Segment Start: Exercise passage

Rodrigo Zepeda, M.D. Answers Questions On: Surgical Evaluation for Treating Epilepsy

Who would be considered for epilepsy surgery?

About 30 percent of patients with epilepsy don’t respond to medications, and those are the patients we would consider for surgical treatment options.

We’ll try everything we can with medications first – adjusting the dosage, trying different types of medicine – because that’s an easier way to treat the condition. But medication works for only 70 percent of people with epilepsy, so for other patients we have to try different measures.

How do you figure out whether a patient would benefit from surgery?

After seeing a patient and determining his or her epilepsy is intractable (resistant to medication), then we would admit that patient to the Epilepsy Monitoring Unit (EMU). In the EMU, we place electrodes on the patient’s head, reduce medication levels, and monitor the patient for as long as it takes – anywhere from 24 hours to several days. The goal is to get an EEG recording of one or several seizures.

With the EEG, we can see what the patient’s seizures look like and can determine if the seizures are focal, meaning they originate in one area of the brain, or generalized, meaning they start from the whole brain at the same time.

We’ll then do a series of specialized imaging, including a high-resolution MRI and a PET scan. We’ll also get a neuropsychological evaluation because looking at the cognitive functions can also help us identify brain areas that could be impacted by seizure activity.

After all of this, we’ll present all of the information to a committee that includes everyone on the epilepsy care teams. We’ll give our opinions and reach a consensus about whether to go forward with surgery.

What do you do next if the patient does not qualify for surgery?

Segment End: Exercise passage

• Your tasks
• 1. In the epilepsy surgery interview, what share of patients with epilepsy don't respond to medications?
• 2. Print the section of the epilepsy surgery interview starting at "About 30 percent" and ending at "try different measures.".
• 3. Write what follows the final line of the epilepsy surgery interview.

Segment Start: Provided records

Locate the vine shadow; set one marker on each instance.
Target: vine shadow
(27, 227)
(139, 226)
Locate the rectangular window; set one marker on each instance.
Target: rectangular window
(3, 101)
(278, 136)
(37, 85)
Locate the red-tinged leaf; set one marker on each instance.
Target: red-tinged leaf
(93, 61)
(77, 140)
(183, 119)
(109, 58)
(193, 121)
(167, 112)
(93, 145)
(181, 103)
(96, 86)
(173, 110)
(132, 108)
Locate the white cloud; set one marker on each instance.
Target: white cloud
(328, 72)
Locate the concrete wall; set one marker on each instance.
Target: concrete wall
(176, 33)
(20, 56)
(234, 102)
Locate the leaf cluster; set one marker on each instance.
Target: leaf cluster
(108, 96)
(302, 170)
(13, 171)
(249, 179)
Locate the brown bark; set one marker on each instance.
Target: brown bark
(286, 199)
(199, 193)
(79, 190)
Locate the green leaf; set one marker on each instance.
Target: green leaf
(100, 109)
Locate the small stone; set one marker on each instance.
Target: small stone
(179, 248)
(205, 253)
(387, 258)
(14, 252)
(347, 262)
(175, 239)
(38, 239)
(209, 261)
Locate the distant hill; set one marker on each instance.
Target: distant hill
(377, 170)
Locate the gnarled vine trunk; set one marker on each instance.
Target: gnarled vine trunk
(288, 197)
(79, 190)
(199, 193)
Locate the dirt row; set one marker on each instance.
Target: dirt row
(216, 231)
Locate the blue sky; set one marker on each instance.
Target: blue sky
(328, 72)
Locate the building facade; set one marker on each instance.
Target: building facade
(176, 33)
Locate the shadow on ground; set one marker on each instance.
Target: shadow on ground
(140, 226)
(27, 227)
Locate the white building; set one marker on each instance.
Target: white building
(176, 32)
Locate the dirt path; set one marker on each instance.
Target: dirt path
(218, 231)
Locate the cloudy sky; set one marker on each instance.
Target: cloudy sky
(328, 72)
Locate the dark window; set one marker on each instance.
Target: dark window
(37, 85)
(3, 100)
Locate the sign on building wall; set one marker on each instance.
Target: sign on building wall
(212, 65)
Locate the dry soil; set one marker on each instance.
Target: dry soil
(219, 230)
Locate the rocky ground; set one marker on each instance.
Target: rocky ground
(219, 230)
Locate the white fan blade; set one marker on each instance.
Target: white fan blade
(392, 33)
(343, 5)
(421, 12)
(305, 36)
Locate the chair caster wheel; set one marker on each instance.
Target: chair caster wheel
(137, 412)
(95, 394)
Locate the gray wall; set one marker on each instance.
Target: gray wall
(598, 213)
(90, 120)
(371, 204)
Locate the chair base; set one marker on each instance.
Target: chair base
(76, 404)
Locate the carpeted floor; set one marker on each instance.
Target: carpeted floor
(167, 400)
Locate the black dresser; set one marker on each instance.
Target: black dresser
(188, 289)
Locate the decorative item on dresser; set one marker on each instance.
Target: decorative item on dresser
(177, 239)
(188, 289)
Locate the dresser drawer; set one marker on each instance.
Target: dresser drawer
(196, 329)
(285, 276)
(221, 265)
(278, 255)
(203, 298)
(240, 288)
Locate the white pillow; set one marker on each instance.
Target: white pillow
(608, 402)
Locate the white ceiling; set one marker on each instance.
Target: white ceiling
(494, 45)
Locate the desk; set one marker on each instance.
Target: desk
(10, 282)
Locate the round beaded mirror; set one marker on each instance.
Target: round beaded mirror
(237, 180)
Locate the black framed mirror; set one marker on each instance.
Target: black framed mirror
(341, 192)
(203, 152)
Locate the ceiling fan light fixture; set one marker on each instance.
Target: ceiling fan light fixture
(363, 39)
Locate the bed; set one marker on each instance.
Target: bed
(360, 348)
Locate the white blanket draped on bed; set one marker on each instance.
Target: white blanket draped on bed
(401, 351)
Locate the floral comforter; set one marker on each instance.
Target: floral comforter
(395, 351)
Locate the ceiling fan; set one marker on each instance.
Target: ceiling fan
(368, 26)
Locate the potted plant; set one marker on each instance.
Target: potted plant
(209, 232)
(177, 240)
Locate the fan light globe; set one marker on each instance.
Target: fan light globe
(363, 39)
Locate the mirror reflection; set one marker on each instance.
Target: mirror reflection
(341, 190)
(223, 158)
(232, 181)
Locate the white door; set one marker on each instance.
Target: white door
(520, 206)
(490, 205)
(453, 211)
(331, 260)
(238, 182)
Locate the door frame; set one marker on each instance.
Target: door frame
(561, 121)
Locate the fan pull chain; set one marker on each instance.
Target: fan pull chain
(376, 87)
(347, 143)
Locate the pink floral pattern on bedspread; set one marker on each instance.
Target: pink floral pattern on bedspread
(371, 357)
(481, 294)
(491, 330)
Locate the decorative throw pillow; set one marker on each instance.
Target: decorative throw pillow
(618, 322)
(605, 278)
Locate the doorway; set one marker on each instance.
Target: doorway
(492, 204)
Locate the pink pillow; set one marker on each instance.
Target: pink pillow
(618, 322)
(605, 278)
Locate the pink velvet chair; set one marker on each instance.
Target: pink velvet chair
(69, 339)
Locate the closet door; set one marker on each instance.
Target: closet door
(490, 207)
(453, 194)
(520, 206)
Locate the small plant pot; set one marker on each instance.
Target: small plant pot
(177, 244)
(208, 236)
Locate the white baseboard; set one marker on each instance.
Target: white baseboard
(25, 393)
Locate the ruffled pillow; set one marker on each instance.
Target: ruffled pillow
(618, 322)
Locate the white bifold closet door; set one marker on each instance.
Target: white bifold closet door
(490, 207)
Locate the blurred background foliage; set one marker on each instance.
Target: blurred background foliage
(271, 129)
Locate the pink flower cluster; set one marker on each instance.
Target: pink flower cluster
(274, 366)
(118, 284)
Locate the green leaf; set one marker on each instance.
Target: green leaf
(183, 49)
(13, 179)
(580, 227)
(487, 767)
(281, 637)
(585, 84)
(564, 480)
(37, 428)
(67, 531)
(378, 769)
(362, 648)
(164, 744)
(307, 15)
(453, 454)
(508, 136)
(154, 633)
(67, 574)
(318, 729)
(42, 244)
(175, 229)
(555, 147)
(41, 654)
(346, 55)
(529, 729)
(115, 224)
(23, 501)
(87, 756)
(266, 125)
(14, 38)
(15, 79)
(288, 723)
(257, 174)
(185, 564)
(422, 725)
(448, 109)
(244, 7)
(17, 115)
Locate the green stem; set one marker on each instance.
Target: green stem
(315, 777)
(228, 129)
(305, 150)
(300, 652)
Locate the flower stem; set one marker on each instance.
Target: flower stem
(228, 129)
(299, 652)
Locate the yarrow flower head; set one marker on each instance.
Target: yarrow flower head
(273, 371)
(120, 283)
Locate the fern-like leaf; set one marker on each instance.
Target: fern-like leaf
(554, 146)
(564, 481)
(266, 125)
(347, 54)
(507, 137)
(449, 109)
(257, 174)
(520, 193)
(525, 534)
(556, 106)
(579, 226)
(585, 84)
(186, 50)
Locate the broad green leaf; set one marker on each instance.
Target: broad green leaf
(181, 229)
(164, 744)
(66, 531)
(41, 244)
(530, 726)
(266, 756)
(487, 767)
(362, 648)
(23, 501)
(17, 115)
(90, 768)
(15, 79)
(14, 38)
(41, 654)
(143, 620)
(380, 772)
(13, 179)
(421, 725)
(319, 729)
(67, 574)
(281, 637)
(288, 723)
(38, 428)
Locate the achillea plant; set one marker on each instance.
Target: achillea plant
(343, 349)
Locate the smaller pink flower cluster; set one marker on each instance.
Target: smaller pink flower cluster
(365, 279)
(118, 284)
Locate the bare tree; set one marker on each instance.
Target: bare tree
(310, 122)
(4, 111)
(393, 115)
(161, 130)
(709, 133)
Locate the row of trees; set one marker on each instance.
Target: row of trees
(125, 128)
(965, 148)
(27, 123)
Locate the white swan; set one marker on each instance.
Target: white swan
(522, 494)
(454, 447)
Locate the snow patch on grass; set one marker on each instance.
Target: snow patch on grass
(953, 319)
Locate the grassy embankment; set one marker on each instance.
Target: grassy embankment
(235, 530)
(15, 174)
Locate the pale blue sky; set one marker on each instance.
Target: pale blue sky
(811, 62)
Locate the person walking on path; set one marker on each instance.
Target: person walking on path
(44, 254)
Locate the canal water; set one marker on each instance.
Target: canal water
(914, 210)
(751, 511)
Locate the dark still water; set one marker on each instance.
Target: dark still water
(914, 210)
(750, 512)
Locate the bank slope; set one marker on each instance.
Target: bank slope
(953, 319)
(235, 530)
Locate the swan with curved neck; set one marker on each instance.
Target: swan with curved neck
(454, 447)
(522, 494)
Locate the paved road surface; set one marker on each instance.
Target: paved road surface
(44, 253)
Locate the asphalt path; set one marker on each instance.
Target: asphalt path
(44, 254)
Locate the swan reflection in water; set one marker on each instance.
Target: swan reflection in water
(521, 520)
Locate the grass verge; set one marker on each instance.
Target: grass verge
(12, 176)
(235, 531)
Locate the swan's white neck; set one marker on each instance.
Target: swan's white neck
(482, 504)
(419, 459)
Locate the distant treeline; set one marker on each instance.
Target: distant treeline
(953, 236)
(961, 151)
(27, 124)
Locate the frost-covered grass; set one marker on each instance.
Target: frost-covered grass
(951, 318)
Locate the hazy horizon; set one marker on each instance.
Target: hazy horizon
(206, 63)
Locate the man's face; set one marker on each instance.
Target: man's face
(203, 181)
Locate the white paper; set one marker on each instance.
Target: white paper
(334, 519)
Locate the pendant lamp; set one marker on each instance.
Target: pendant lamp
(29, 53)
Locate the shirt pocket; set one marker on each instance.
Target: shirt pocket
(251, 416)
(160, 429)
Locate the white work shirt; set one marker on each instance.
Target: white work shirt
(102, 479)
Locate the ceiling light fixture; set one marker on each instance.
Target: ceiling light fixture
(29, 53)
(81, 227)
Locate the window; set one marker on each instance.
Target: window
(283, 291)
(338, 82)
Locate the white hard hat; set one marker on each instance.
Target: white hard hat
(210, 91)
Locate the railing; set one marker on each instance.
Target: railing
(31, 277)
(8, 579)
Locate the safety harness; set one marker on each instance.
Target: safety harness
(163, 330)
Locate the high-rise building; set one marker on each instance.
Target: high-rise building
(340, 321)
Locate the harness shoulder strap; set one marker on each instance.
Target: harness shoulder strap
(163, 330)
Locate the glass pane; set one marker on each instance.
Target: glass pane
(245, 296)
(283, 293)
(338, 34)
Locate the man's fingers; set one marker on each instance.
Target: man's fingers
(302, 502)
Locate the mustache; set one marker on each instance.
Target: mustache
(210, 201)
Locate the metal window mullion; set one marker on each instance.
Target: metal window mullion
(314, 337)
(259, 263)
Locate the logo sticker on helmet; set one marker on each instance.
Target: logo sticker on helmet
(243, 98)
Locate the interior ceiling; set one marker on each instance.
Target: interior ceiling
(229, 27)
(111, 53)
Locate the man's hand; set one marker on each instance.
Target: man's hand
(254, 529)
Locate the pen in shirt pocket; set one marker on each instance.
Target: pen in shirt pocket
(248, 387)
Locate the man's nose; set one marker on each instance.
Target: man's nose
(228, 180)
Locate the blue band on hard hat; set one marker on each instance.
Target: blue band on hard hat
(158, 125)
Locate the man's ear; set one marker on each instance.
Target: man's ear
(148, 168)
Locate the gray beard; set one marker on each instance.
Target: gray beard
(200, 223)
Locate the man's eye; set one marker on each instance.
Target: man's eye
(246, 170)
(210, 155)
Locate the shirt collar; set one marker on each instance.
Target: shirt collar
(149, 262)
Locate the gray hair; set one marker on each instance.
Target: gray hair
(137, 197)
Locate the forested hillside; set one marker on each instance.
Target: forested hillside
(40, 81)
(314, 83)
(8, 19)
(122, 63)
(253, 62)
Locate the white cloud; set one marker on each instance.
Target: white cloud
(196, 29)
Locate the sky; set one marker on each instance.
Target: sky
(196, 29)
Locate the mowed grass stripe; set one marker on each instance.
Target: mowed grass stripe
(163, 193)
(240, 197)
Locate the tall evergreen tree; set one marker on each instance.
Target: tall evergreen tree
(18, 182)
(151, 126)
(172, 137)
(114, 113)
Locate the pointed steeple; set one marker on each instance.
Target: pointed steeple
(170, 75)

Segment End: Provided records

• Expected outputs
• 1. About 30 percent

• 2.
About 30 percent of patients with epilepsy don’t respond to medications, and those are the patients we would consider for surgical treatment options.

We’ll try everything we can with medications first – adjusting the dosage, trying different types of medicine – because that’s an easier way to treat the condition. But medication works for only 70 percent of people with epilepsy, so for other patients we have to try different measures.

• 3.
If we don’t feel we have what we need to recommend surgery, then we will circle back and study the patient’s seizures further.

This can include intracranial monitoring, where we actually place electrodes directly on the brain instead of on the scalp. We use a specialized robot to surgically place the electrodes in the areas we think are causing the seizures, and then we monitor the patient’s seizure activity again, with the new electrodes providing even more precise readings and imaging.

After we’ve done this study, we should have enough information to determine whether surgery would be safe and effective for this patient.

What are a patient’s options if surgery is ultimately not an alternative?

There are other options available, including a responsive neurostimulator device. In this treatment, we place an electrode in the area of the brain where the seizures originate and a device to read the brain’s activity. When the device detects the onset of a seizure, it zaps it with an electrical current to stop the seizure from happening. This can be very effective for some patients.

Devices and medications are getting better all the time, as well. Almost certainly, there will continue to be better and newer ways to treat difficult cases of epilepsy in the future.